Material for the task Block Start

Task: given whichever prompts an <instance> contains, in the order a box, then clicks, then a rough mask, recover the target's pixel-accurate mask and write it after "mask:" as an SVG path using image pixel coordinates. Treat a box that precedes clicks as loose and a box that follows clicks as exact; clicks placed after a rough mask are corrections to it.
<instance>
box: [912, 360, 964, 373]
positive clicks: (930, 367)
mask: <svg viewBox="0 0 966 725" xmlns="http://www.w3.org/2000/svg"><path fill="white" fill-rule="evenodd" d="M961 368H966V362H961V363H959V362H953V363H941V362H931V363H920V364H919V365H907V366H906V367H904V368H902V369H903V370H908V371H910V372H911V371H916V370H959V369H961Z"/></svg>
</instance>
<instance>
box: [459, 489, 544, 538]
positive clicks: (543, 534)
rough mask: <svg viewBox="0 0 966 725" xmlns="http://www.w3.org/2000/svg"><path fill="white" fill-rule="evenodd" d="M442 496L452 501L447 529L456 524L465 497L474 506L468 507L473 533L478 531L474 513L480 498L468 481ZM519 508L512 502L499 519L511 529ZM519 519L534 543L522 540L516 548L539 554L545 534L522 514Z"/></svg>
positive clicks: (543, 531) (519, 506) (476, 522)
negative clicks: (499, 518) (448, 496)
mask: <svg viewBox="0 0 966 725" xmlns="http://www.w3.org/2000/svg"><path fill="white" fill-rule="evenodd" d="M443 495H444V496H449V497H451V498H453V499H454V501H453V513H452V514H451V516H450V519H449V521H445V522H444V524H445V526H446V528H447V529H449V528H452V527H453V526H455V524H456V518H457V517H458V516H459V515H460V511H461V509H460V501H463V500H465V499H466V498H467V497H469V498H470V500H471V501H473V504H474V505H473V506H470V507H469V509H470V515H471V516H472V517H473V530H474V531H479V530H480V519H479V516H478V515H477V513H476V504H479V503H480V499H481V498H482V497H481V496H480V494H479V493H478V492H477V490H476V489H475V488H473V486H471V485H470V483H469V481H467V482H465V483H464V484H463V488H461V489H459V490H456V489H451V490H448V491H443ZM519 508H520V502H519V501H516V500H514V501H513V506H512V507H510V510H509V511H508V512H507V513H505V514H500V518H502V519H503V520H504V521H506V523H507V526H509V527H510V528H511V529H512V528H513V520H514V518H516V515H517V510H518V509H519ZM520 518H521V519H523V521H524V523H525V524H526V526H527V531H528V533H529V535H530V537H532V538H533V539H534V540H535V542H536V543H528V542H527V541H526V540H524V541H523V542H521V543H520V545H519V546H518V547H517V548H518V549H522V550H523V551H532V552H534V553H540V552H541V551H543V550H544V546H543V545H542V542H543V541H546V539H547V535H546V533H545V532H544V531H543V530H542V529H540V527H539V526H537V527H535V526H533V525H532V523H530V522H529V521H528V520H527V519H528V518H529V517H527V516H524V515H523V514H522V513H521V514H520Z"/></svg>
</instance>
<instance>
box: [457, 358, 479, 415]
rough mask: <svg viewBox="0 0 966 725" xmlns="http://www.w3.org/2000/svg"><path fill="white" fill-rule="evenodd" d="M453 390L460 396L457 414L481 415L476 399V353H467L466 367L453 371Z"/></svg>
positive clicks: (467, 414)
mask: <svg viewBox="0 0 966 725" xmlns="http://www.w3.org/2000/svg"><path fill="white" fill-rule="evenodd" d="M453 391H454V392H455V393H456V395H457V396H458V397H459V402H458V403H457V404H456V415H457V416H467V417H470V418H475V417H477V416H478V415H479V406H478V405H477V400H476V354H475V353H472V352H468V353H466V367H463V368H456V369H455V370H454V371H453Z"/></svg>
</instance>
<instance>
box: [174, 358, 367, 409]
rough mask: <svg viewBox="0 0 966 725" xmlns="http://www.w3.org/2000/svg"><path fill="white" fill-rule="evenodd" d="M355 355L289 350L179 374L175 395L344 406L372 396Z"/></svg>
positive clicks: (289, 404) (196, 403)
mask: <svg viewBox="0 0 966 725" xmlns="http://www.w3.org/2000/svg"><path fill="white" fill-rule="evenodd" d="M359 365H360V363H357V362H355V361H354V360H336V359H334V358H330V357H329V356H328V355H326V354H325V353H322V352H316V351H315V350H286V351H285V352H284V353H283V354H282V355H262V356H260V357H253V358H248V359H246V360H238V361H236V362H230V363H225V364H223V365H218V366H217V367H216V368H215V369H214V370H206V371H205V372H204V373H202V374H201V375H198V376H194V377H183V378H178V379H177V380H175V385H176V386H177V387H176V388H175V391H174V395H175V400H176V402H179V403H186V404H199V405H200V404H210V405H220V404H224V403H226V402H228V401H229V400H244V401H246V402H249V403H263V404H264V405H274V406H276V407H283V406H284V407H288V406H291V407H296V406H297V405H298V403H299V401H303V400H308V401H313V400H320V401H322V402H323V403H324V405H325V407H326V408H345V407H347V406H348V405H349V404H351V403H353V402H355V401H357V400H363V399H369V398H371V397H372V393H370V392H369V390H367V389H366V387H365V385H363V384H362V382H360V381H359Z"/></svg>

Material for the task Block End

● **What the exercise asks**: Nothing but the lines above from the one containing "box: [174, 358, 367, 409]" through the one containing "355L289 350L179 374L175" should appear in the answer, each repeated exactly.

● **Exercise result**:
box: [174, 358, 367, 409]
rough mask: <svg viewBox="0 0 966 725" xmlns="http://www.w3.org/2000/svg"><path fill="white" fill-rule="evenodd" d="M355 355L289 350L179 374L175 395L344 406L372 396Z"/></svg>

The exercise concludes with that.